■ Exercise requirements:
1: Set down the passage of the first responder benefits commentary starting at "I suspect those" and ending at "are now entitled.", without changing anything.
2: In one to three sentences, explain why 911 operators in Colorado are not currently covered for emotional trauma, according to the first responder benefits commentary.
3: In the first responder benefits commentary, which state representative helped secure the law providing coverage for first responders in Colorado?

-- Document segment follows --

There are those in the field of Philosophy that will tell you that the “slippery slope” argument is not an acceptable one. In fact, in the arena of Formal Logic it is referred to as the “Slippery Slope Fallacy” and any reasoning that attempts to use it is declared to be invalid.
I suspect those people never had to deal with First Responders and automatic presumption laws. But then again, the trends in the nation regarding compensability for First Responders defy all known logic. And now, 911 dispatchers are looking to expand the realm and definition of First Responder and the commensurate benefits to which they are now entitled.
A Colorado state lawmaker is looking to change the law to provide benefits for 911 dispatchers who experience emotional trauma on the job. Currently police, fire and other first responders are covered for such incidences, but 911 operators are not. The current law says an emergency worker has to physically witness something traumatizing; just hearing it over the phone does not count. State Representative Jonathan Singer helped secure the law providing coverage for first responders, and he hopes to close the loophole so that 911 operators can be eligible as well.
We can certainly recognize that police, firefighters, paramedics and the like can witness horrific things. I would not even suggest that help not be made available to those who experience trauma from the situations to which they are called. However, the level of automatic presumption that they are being granted in various states around the nation, not just for PTSD but for cancers and heart conditions whose connections to the job are far less clear, is a problem.
As Peter Rousmaniere competently pointed out in a recent column on this site, these decisions and benefits are being determined on a political basis rather than a scientific one. These new laws granting automatic presumption are also creating a very clear two-tier system of injured workers.
In Colorado, workers’ compensation does provide some benefits for “mental only” injuries, so the stark lines of difference will not be as clear, but for many states such as Florida, which does not offer benefits for so called “mental-mental” cases, the incompatibilities of coverage are much more apparent. Under the new Florida PTSD legislation passed last year in the wake of the Parkland shooting, the shortcomings of the current emergency responder bills are available for all to see. For example, if the Parkland shooting were to occur today, the Sheriff’s Deputy who famously stood outside and did nothing would be on a fast-track for PTSD benefits, while the teachers, administrators and janitors inside hiding under desks and watching their students and co-workers die would get nothing.

-- Document segment concluded --
-- Available data follows --

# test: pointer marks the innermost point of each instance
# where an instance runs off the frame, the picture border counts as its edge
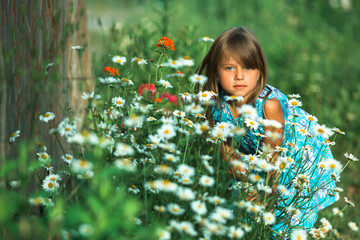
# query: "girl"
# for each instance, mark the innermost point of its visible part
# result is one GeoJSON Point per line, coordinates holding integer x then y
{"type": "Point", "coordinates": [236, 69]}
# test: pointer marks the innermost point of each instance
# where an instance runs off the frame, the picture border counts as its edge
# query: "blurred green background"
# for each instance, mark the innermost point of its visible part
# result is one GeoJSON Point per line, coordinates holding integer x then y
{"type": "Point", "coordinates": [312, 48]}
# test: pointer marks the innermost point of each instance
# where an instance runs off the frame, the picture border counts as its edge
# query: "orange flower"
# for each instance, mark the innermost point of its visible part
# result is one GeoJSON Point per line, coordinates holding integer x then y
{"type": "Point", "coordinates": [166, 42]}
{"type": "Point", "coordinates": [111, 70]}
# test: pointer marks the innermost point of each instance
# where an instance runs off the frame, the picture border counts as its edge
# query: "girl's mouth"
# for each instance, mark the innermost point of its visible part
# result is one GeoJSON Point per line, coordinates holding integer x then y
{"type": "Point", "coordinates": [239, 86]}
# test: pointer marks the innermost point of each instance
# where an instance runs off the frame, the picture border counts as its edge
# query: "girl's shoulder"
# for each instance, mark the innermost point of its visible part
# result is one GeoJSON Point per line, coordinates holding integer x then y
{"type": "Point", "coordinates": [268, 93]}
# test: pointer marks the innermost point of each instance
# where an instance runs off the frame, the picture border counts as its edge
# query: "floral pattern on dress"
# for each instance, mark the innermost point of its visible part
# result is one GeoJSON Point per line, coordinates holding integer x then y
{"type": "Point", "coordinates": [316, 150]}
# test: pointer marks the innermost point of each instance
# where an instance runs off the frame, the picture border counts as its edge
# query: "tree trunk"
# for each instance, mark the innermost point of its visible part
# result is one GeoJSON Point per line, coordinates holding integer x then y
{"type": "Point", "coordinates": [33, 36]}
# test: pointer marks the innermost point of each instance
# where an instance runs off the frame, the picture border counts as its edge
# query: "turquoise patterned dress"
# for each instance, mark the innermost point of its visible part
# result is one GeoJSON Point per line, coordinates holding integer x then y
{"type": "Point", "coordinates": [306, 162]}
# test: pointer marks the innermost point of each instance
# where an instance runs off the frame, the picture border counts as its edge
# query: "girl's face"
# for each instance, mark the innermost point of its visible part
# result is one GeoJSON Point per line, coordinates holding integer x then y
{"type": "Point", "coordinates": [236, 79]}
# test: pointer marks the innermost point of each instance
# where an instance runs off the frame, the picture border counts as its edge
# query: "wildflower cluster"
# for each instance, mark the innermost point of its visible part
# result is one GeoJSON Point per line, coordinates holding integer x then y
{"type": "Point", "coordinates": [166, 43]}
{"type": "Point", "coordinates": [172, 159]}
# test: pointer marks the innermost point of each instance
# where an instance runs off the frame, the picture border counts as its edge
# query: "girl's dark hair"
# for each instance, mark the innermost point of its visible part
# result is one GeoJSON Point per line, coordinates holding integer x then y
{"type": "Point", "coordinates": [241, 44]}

-- Available data concluded --
-- Available data follows --

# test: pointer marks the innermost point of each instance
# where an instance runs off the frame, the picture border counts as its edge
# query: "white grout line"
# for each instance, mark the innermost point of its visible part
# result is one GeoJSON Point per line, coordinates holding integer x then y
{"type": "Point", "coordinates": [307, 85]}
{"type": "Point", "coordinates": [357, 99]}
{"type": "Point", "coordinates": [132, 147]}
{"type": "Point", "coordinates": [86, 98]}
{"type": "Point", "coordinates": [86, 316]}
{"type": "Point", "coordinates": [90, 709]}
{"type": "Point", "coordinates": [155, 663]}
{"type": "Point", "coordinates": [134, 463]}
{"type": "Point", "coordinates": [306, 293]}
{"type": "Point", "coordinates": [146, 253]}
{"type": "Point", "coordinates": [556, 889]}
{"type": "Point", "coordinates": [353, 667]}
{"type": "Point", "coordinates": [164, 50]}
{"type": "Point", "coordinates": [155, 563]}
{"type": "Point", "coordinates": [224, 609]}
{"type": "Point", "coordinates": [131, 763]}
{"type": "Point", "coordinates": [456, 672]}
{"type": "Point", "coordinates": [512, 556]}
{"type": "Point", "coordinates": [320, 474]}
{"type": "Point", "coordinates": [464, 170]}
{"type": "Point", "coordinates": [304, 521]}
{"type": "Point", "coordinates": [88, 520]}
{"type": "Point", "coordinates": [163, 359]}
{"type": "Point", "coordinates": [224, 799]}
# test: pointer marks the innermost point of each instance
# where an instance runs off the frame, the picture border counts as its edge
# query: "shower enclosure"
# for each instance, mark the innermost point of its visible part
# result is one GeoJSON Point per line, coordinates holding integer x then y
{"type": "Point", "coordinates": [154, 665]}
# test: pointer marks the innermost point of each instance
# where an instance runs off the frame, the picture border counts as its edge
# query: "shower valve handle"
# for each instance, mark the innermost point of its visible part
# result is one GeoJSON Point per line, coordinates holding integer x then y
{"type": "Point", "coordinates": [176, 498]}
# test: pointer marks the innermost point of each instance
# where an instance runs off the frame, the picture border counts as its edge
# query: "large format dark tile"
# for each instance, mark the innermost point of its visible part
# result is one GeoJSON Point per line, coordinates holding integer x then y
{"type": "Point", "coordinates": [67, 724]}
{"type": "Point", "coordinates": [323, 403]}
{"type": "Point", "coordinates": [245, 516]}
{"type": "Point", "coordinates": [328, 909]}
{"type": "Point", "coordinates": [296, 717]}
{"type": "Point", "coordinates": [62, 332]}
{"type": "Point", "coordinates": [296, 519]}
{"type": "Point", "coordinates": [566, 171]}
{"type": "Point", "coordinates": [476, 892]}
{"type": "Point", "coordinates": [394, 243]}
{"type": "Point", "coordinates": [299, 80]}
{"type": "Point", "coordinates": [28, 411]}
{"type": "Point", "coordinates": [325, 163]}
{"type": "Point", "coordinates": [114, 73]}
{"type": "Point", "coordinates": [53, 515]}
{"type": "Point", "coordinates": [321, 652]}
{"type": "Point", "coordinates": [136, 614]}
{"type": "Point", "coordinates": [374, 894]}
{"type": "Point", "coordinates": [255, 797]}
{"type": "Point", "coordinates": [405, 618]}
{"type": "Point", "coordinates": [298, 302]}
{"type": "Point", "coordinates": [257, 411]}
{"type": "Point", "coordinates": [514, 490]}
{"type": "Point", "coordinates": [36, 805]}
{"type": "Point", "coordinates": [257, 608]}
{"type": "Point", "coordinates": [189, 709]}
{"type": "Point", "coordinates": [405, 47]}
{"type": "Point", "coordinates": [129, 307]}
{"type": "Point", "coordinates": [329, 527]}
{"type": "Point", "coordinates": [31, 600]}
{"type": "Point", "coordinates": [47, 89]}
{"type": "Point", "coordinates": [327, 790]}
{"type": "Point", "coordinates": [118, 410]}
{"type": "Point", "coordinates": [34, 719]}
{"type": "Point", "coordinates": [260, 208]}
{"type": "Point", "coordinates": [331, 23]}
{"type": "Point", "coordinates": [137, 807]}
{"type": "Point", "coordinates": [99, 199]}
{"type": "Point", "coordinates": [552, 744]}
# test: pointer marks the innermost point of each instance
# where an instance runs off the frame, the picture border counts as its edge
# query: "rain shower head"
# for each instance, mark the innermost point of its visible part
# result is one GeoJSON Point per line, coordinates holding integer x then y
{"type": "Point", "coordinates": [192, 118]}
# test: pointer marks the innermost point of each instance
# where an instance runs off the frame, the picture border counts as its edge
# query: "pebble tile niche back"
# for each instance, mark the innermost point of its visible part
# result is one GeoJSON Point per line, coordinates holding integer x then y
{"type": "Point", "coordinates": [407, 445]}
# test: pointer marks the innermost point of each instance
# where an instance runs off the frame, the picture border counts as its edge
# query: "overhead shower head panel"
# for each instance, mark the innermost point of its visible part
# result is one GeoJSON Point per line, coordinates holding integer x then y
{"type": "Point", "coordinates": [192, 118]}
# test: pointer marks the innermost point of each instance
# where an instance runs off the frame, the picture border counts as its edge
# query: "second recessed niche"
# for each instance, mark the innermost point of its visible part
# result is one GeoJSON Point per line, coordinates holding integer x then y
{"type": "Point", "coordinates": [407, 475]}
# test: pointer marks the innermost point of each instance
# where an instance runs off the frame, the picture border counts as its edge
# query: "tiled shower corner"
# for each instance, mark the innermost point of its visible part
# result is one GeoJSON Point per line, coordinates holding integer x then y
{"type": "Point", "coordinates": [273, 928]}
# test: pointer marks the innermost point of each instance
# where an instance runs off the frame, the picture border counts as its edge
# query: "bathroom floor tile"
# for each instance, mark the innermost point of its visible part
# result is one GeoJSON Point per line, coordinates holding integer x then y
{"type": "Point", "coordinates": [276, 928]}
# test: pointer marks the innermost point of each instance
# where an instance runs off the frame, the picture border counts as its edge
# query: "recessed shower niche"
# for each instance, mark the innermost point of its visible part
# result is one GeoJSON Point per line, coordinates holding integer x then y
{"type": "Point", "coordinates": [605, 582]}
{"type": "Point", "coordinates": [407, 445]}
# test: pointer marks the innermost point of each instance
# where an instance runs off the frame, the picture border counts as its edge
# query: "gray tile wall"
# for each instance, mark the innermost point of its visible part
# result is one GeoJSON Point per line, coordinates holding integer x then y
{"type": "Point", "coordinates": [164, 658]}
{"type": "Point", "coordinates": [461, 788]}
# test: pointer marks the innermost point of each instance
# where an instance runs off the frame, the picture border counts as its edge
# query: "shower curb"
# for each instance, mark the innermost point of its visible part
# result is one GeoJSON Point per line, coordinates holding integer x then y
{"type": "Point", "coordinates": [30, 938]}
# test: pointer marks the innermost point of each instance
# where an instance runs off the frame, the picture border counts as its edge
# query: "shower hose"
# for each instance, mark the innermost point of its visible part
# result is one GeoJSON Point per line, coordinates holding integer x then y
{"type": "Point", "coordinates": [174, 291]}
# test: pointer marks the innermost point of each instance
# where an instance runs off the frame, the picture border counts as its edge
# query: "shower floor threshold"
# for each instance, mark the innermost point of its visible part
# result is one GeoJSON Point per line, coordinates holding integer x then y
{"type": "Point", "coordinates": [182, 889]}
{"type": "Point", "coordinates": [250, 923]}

-- Available data concluded --

■ Solved problems:
1:
I suspect those people never had to deal with First Responders and automatic presumption laws. But then again, the trends in the nation regarding compensability for First Responders defy all known logic. And now, 911 dispatchers are looking to expand the realm and definition of First Responder and the commensurate benefits to which they are now entitled.

2: Under current Colorado law, an emergency worker must physically witness something traumatizing to qualify. Because 911 operators only hear such events over the phone, their experience does not count.

3: State Representative Jonathan Singer.